Point placement records:

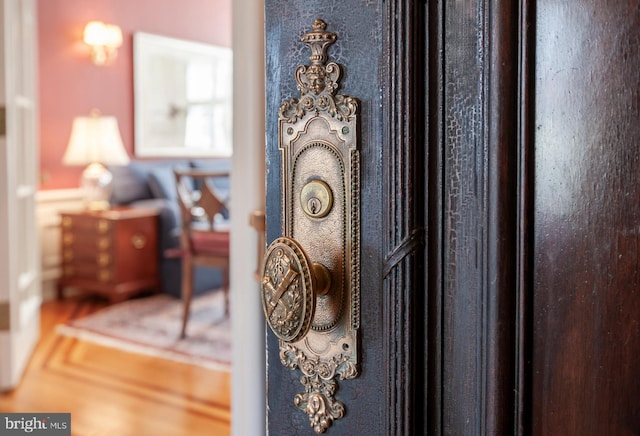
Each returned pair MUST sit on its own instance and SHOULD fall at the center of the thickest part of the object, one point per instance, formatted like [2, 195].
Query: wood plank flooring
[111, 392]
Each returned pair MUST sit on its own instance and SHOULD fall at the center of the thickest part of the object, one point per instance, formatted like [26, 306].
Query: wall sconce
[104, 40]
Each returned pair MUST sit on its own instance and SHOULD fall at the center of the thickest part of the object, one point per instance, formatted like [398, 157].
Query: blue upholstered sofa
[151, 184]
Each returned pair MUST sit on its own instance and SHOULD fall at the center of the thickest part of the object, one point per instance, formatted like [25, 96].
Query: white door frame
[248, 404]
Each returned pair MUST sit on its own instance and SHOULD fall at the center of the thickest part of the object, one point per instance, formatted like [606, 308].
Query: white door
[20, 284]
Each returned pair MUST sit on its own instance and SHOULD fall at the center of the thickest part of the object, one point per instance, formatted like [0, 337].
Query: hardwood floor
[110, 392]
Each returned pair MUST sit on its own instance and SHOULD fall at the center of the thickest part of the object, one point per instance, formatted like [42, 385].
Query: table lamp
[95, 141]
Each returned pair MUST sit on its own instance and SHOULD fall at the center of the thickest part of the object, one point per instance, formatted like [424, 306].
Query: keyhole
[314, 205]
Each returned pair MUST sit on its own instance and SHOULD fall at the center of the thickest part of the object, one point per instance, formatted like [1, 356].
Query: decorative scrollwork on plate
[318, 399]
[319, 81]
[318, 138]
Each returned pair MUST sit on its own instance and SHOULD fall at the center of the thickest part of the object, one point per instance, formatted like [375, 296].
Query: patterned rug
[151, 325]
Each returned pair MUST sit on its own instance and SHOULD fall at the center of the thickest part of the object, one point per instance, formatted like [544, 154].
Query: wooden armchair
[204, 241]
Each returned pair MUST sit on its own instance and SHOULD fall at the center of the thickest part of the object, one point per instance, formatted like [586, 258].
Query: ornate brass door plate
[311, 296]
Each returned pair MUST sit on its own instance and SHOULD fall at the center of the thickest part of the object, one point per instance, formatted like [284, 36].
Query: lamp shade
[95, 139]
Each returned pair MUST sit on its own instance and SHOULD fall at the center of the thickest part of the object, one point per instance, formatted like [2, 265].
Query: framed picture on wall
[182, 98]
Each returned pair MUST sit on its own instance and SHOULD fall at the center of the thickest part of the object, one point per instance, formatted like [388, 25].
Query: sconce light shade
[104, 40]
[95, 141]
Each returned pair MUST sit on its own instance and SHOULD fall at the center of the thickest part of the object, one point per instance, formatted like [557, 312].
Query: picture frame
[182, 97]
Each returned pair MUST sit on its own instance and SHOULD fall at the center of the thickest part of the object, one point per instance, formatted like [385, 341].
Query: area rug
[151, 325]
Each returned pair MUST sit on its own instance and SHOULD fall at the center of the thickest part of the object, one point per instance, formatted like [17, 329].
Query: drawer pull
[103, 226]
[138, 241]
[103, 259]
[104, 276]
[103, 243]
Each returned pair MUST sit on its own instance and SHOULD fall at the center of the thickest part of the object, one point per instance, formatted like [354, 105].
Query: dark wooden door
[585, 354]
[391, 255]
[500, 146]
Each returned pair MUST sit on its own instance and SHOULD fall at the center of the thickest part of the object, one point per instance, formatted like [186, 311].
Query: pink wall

* _The exercise_: Quote the lines of the listing above that run from the line with "like [388, 25]." through its last line, both included, and nothing else.

* _Written reply_:
Each returned pair MUST sit on its own instance and SHOULD fall at the center of the thickest part of the object, one point per instance, formatted like [388, 25].
Query: sconce light shade
[104, 40]
[95, 141]
Each returned pair MUST sit on its own instance and SHOULD fall at the center of the thickest part of the object, one point per instance, formatted like [557, 312].
Query: picture frame
[182, 97]
Each returned pair MUST sit on its own instance and SHOULD fall at the center of the thickest part of the object, one point per instance, formatted like [385, 341].
Query: area rug
[151, 325]
Each returned pair MUST sit on its own instance and SHOULD fall at the center of the thickest part of the object, one point per instance, formatted like [17, 329].
Query: drawer pull
[103, 226]
[138, 241]
[103, 259]
[104, 276]
[103, 243]
Each returned pair MUST sit on its own instance and SHOULD fall at the center of the thickest part of the object, one point per instance, formatted like [354, 105].
Query: dark wooden door
[585, 354]
[391, 255]
[500, 146]
Each returned pair MUST sit on its own instance and SHOULD fall at the center of the thickest part of the object, one point per instance, formatted like [186, 311].
Query: pink wall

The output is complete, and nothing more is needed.